#### Page excerpt

So why does this matter to Alldays, 600km from the nearest coast? Could the plastic littered here still be impacting marine life? Unfortunately so. Last week, the AWCRC team took a drive to a section of the Mogalakwena River armed with bin bags, aiming to collect any litter we found before the rain arrives and fills the riverbed. Once the rain arrives, any litter dumped at the vicinity of the river will be carried along the river with the current until the Mogalakwena meets the Limpopo, after which it could be carried all the way the river mouth in Mozambique, where it would be free to float in the Indian Ocean for the foreseeable future. Transportation via rivers is just one of the ways in which 10% of the 250 million tons of plastic produced yearly makes its ways into our oceans. During our litter pick, we walked a 1.5km stretch of the river and managed to fill 12 bags with litter, restricted only by the number of bags we could fit in the back of the car! The vast majority of the litter collected was 2L plastic bottles, as well as many loose bottle tops and crisps and sweet wrappers. With the rains yet to come, we plan to attack more of the river in earnest to collect as much as possible before it is too late.
Following our litter pick at the river, the next day we visited Briershof Primary where we ran a session on water pollution and conservation. The kids were very engaged throughout the session as we discussed where our water comes from, how it can get polluted, and how we can conserve it. We played a game that demonstrated how leaky taps can waste lots of water (which the kids took part in very competitively!), after which they were offered the choice between a drink of clean water or a drink of ‘polluted’ water (water with added red cider vinegar and pieces of plastic). They really took on board the message we were trying to send, that careless littering can result in dirty water, reflecting how important education is in the face of current environmental issues.
Aside from education, what else can be done to fight the plastic problem? An idea was presented to myself, Jamie, Pierce and Hannah on the way back from a trip to Kruger National Park. We stayed at an eco-friendly, community-run site called Shik Shack Backpackers in Hoedspruit, where the focus was encouraging locals to build a sustainable space for themselves where they can learn new skills, sell crafts, and create long-term solutions to everyday problems. Our guide spoke passionately about the project as he showed us around the site, demonstrating many ways in which ‘trash’ can be re-used creatively. There were children’s swings made from cut up tyres, a seedling nursery with plastic bottle walls, and even a very colourful bottle-top curtain!
We left with lots of ideas and inspiration to start collecting discarded plastic and getting creative back at Campfornis. For example, Hannah has decided to build a workshop on camp made from recycled materials, to be used for storing more recyclables that we can take to the schools for craft projects. Through upcycling plastic and other materials, we can help to reduce the amount that ends up in landfills or in our oceans, tidying up our towns and reducing the negative impacts upon animals, our health, and the environment. The end product is only limited by our creativity!

########
#### Data extract

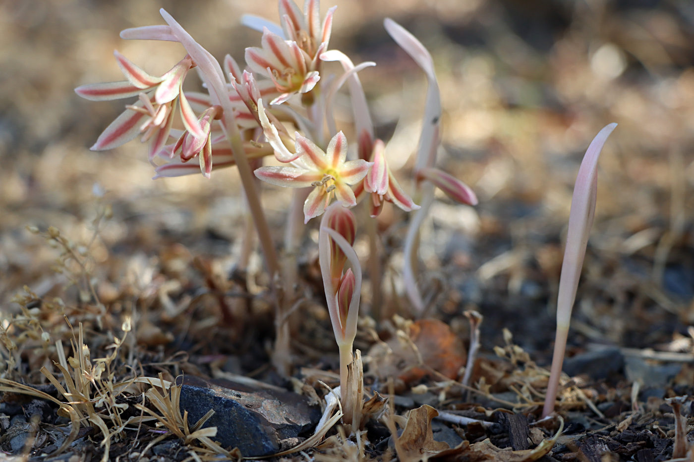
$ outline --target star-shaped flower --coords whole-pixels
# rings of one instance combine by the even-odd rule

########

▸ Work to complete
• a. Which kinds of litter does the plastic pollution text name among what was collected from the river?
• b. Reproduce the stretch of the plastic pollution text from "We left with" through "by our creativity!".

▸ The responses
• a.
- 2L plastic bottles
- loose bottle tops
- crisps wrappers
- sweet wrappers

• b.
We left with lots of ideas and inspiration to start collecting discarded plastic and getting creative back at Campfornis. For example, Hannah has decided to build a workshop on camp made from recycled materials, to be used for storing more recyclables that we can take to the schools for craft projects. Through upcycling plastic and other materials, we can help to reduce the amount that ends up in landfills or in our oceans, tidying up our towns and reducing the negative impacts upon animals, our health, and the environment. The end product is only limited by our creativity!